_ASSIGNMENT_
If a line in the records contains the string "boot", show that line.

[Extracted records]
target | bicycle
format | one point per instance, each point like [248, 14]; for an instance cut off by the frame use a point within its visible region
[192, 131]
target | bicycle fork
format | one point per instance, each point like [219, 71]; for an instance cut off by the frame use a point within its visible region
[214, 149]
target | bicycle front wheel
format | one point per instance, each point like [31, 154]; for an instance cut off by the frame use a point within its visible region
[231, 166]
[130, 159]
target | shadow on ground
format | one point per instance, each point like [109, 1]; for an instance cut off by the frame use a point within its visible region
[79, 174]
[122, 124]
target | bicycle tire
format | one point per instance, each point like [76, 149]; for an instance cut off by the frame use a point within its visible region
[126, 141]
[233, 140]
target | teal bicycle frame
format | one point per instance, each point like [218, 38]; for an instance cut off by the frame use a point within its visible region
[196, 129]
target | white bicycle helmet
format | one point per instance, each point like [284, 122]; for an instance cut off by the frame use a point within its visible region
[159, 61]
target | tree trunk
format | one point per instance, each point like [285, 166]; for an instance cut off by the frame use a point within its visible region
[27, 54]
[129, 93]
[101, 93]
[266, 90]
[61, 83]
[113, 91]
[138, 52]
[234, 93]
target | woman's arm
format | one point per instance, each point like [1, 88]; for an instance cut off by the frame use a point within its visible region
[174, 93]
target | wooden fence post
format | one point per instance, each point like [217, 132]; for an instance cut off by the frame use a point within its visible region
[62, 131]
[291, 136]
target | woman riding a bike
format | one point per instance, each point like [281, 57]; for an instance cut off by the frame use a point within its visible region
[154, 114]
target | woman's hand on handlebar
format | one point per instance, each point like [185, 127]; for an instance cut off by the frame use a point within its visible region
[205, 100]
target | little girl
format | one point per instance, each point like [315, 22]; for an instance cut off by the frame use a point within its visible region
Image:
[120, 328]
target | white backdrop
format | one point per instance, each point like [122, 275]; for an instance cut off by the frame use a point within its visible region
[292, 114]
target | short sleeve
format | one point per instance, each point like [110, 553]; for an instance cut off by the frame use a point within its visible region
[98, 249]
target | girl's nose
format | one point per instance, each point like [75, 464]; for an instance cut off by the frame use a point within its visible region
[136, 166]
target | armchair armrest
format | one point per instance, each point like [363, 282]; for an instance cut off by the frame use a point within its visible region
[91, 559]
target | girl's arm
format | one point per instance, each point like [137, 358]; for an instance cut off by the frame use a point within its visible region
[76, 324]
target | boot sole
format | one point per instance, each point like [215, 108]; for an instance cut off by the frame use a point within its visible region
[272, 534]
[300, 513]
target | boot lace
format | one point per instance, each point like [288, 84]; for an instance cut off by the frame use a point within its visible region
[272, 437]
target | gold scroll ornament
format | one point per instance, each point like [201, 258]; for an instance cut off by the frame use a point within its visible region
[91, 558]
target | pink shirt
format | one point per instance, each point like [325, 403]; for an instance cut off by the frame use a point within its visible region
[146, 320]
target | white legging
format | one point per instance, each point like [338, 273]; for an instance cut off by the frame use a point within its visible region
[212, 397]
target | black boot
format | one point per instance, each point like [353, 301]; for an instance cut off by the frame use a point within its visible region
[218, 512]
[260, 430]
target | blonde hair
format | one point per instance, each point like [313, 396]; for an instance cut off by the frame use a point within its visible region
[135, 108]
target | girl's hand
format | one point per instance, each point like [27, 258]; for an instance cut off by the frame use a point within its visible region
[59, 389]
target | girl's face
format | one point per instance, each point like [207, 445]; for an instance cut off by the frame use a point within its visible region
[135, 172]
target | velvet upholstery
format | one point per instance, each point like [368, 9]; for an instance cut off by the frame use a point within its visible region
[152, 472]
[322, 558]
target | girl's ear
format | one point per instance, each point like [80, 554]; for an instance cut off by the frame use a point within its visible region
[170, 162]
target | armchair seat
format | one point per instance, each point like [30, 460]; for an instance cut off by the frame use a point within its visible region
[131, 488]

_EXPECTED OUTPUT_
target | boot sole
target | boot lace
target | black boot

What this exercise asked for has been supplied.